DIRECTIONS -> Which lines in the records below contain the string "JSON"? Copy out every one of them, matching case exactly.

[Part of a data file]
★ ★ ★

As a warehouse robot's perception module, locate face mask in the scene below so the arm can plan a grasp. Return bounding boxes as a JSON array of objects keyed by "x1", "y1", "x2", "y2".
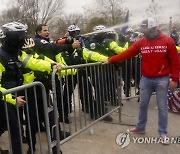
[{"x1": 5, "y1": 31, "x2": 27, "y2": 50}]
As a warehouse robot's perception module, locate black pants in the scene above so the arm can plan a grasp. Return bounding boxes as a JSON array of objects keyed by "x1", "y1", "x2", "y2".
[
  {"x1": 0, "y1": 101, "x2": 22, "y2": 154},
  {"x1": 25, "y1": 86, "x2": 56, "y2": 149},
  {"x1": 59, "y1": 70, "x2": 97, "y2": 118}
]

★ ★ ★

OUTPUT ->
As a warehouse robot's perception module, locate face mask in the scene below so the arm can plan a grasp. Return bounding boxes as a JSON array of objects keyed by "x1", "y1", "x2", "y2".
As a warehouse robot's perception module, locate black pants in the scene above so the arm can plan a grasp. Return bounding boxes as a JSON array of objects keyed by "x1", "y1", "x2", "y2".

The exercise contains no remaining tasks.